┌─ Available data

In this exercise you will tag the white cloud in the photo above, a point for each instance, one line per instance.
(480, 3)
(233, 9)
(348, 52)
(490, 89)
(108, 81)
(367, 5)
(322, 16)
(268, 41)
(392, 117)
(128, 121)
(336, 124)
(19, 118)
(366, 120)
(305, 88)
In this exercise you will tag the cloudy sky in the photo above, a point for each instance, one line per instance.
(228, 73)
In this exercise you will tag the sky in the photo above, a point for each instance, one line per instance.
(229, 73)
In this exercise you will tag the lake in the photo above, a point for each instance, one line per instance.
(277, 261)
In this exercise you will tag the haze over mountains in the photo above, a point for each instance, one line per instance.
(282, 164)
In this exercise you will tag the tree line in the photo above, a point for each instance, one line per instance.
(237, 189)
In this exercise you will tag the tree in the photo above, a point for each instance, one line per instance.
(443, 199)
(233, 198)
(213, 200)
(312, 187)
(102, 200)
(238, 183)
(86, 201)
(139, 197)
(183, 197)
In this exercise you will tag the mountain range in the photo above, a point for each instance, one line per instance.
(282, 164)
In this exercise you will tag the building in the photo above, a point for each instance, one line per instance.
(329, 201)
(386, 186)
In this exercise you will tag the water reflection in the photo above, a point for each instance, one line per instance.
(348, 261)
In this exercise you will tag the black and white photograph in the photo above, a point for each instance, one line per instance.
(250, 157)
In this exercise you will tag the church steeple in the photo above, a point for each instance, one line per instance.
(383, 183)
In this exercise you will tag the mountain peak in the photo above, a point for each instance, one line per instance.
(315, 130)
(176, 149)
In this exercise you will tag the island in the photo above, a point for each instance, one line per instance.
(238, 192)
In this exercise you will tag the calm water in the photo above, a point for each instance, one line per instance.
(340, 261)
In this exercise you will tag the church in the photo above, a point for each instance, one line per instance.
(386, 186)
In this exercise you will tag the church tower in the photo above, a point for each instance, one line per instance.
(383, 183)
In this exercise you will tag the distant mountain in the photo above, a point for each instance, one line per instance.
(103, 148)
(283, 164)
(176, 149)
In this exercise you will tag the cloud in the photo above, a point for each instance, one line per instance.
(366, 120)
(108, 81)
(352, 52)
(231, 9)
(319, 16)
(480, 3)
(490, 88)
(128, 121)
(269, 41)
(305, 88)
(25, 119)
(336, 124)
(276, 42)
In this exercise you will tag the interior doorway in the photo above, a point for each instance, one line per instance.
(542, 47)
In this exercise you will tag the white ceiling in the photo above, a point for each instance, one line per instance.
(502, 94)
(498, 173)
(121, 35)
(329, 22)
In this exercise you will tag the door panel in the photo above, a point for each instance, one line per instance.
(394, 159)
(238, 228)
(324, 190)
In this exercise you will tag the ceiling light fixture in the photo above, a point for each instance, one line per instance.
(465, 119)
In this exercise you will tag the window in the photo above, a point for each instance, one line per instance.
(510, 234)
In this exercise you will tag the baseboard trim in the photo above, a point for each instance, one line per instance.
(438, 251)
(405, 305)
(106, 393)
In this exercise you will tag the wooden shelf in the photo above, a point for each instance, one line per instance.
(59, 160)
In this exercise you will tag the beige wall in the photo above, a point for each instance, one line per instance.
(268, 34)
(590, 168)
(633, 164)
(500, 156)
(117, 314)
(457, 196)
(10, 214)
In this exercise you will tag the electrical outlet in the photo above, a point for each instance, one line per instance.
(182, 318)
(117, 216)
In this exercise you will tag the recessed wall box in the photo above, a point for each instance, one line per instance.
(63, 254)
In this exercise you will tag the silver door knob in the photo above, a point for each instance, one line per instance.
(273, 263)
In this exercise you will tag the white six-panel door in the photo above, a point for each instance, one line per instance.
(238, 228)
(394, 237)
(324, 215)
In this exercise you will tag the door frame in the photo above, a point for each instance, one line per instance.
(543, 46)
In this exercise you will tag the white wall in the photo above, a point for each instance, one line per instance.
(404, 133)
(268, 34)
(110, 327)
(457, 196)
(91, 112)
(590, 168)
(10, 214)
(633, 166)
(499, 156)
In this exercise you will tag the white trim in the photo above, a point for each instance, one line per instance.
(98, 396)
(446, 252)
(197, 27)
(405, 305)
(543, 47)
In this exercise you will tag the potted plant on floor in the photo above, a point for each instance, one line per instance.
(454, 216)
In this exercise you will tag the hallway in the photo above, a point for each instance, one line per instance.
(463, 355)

└─

### The task
Reproduce the records exactly, keeping every line.

### Response for this exercise
In this exercise you will tag the white cloud in the photo above, a point for each instance, one line per instance.
(480, 3)
(233, 9)
(348, 52)
(490, 89)
(108, 81)
(367, 5)
(322, 16)
(268, 41)
(392, 117)
(128, 121)
(336, 124)
(19, 118)
(366, 120)
(305, 88)
In this exercise you will tag the cloudy sky in the photo above, a point for each instance, one line per instance.
(228, 73)
In this exercise you will tag the sky in the photo above, a point for each instance, one line per instance.
(229, 73)
In this exercise you will tag the lake in the photo above, a point for each instance, one line per instance.
(277, 261)
In this exercise you will tag the haze over mountains in the photo above, a point for each instance, one line per instance.
(282, 164)
In this exercise you will tag the tree line in the photo above, a point for each instance, one line per instance.
(237, 189)
In this exercise you will tag the tree in the photo above, a point for each instance, one line per instance.
(443, 199)
(233, 198)
(213, 200)
(312, 187)
(102, 200)
(238, 183)
(86, 201)
(139, 197)
(183, 197)
In this exercise you will tag the mountain range in the photo above, a point for each instance, one line per instance.
(282, 164)
In this exercise you will tag the building in the photo above, a point for each instance, one line per instance.
(329, 201)
(386, 186)
In this exercise you will tag the water reflection in the photo above, a point for each instance, one line per instance.
(348, 261)
In this exercise you will tag the black and white photograph in the photo above, a point for each instance, one line per instance.
(250, 157)
In this exercise you will tag the church steeple in the photo above, a point for each instance, one line per instance.
(383, 183)
In this exercise you will tag the mountain peak in the photo above, a point for each instance, one line per instance.
(315, 130)
(176, 149)
In this exercise you will tag the island in the photo above, a point for each instance, one line per instance.
(238, 192)
In this exercise you will tag the calm water in the photo above, a point for each instance, one line per instance.
(340, 261)
In this exercise you will tag the church in the photo above, a point for each instance, one line per instance.
(386, 186)
In this exercise you will tag the church tower in the photo above, a point for each instance, one line per instance.
(383, 183)
In this exercise you will tag the distant mountain in the photo above, a point for each instance, one line per instance.
(103, 148)
(283, 164)
(176, 149)
In this exercise you will tag the cloud in the photo above, a point for each instance, one line per instance.
(366, 120)
(108, 81)
(352, 52)
(231, 9)
(319, 16)
(480, 3)
(490, 88)
(128, 121)
(269, 41)
(305, 88)
(25, 119)
(336, 124)
(276, 42)
In this exercise you will tag the interior doorway in the photo above, a point for each instance, one line per instance.
(542, 47)
In this exercise you will tag the white ceiling in the photo above, a point for each instance, one line per instance.
(502, 94)
(498, 173)
(121, 35)
(329, 22)
In this exercise you will tag the door panel in the photo above, a point for each instance, one line per instance.
(394, 159)
(238, 228)
(324, 190)
In this exercise you will tag the ceiling light fixture in the photo above, a point for each instance, one line per instance.
(465, 119)
In this exercise you will tag the window in the photo above, a point for each instance, one line per instance.
(510, 234)
In this exercise you will tag the baseboard trim in the photo above, a point for each instance, one line per instance.
(438, 251)
(405, 305)
(106, 393)
In this exercise you will tag the wooden shelf in the photo above, a point for each instance, one line per instance.
(59, 160)
In this exercise you will tag the beige wall in the photo above, a point for each instance, one line per instance.
(268, 34)
(590, 168)
(633, 164)
(500, 156)
(117, 314)
(457, 196)
(10, 214)
In this exercise you will tag the electrical outlet in the photo above, a point for each instance, one line per instance.
(182, 318)
(117, 216)
In this exercise you will tag the recessed wall box in the photo above, a point for each instance, one line per instance.
(63, 254)
In this exercise you will tag the silver door knob in the photo above, a point for each instance, one line per instance.
(273, 263)
In this exercise you will tag the white six-panel door in the photo above, a point for each instance, one line per instance.
(238, 228)
(394, 237)
(324, 215)
In this exercise you will tag the door frame in the photo above, a point for each instance, one line per instance.
(543, 46)
In this exercise you will tag the white wall in the photo above, a point for each instance, one line per instance.
(404, 133)
(268, 34)
(110, 327)
(457, 196)
(91, 112)
(590, 168)
(10, 214)
(633, 166)
(499, 156)
In this exercise you will tag the white trim in the photo above, a point for each instance, one line per instance.
(98, 396)
(446, 252)
(197, 27)
(405, 305)
(543, 47)
In this exercise you will tag the potted plant on floor in the photo above, a point for each instance, one line per instance.
(454, 216)
In this exercise you will tag the hallway in the photo above, a point for each instance, one line per instance.
(463, 355)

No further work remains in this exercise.